[[ PASSAGE PROVIDED, beginning ]]

Tested across 14 public datasets — from 500 rows to 541K rows, 8 to 171 columns. Every report stays under 2 MB and finishes under 120 seconds.

- **Insight capping** — reports surface the 30 most important findings instead of hundreds. Critical insights are always kept; warnings and info fill the rest. The executive summary shows the true count ("679 found, showing top 30").
- **HTML bloat control** — dual chart budget (40 charts max, 1.6 MB max). Quality and anomaly tables collapse after 50 rows. Wide tables switch to a summary view past 60 columns.
- **Wide-table fast path** — the insight engine samples breakdowns and measures when columns exceed 100. Correlation heatmaps and scatter matrices skip automatically on very wide data.
- **Tall-table fast path** — anomaly, quality, and outlier checks sample 50K rows when data exceeds 100K. Correlation computes on a sample. Timeseries decomposition skips past 200K rows.

### Data Quality & Cleaning

- **High-NA handling** — columns over 80% missing are flagged as `mostly_missing` with NaN preserved. Columns over 40% get a warning to drop or impute with domain knowledge. Below 40% is unchanged.
- **Smarter type detection** — Thai low-cardinality text is classified as categorical, not free text. Text-named columns like `review` and `feedback` stay text even with few unique values.
- **Cleaning safeguards** — numeric strings like `1.00005` are left alone. Keyboard layout conversion only runs when Thai characters are present. Repeated-character spam on short codes is suppressed.
- **ID/FK awareness** — ID columns are excluded from categorical anomaly checks. `*_id` columns are detected even with low unique ratio. Buddhist Era checks skip IDs. Timeseries excludes ID/FK/code columns from measures.

### Reporting

- **Executive briefing format** — reports flow from executive summary to key findings, business translation, priority actions, and plain-language explanations.
- **Template pagination** — Key Insights shows the top 20 with a collapsible section for the rest. Count badges are preserved.
- **Fewer false positives** — fuzzy duplicate guard skips short near-identical labels. Script mixing is skipped on low-cardinality columns. Outliers on heavy-tail distributions (skew > 2.0) are downgraded to info.
- **Folder reports** — `run_folder()` analyzes CSV, Excel, JSON, JSONL, and TSV folders. `FolderResult.to_master_html()` builds one master HTML with sidebar navigation.

[[ PASSAGE PROVIDED, end ]]
[[ MATERIAL SUPPLIED, beginning ]]

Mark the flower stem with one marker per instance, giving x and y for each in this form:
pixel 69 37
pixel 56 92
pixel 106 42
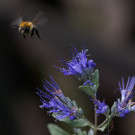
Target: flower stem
pixel 95 129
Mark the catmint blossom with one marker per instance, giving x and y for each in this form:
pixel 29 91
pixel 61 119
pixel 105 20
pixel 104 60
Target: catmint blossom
pixel 58 105
pixel 125 104
pixel 80 66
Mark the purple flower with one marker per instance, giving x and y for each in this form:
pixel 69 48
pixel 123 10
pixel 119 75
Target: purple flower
pixel 79 66
pixel 101 106
pixel 59 105
pixel 125 104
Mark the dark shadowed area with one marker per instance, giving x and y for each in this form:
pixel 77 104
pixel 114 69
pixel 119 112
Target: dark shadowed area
pixel 108 29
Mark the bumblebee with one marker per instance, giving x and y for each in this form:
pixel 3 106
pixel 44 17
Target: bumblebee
pixel 28 28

[[ MATERIAL SUPPLIED, end ]]

- WHAT YOU WILL DO -
- 1) Decide whether each statement below agrees with the text on report limits and data cleaning. Answer yes or no for each, and quote the deciding words from the text.
(a) Columns with more than 80% missing values are dropped.
(b) Timeseries decomposition is skipped when data exceeds 200K rows.
(c) Key Insights shows the top 30 findings.
- 2) Translate this sentence from the text on report limits and data cleaning into Spanish: "Every report stays under 2 MB and finishes under 120 seconds."

- ANSWER LIST -
- 1)
(a) No: "columns over 80% missing are flagged as `mostly_missing` with NaN preserved."
(b) Yes: "Timeseries decomposition skips past 200K rows."
(c) No: "Key Insights shows the top 20 with a collapsible section for the rest."

- 2) Cada informe se mantiene por debajo de 2 MB y termina en menos de 120 segundos.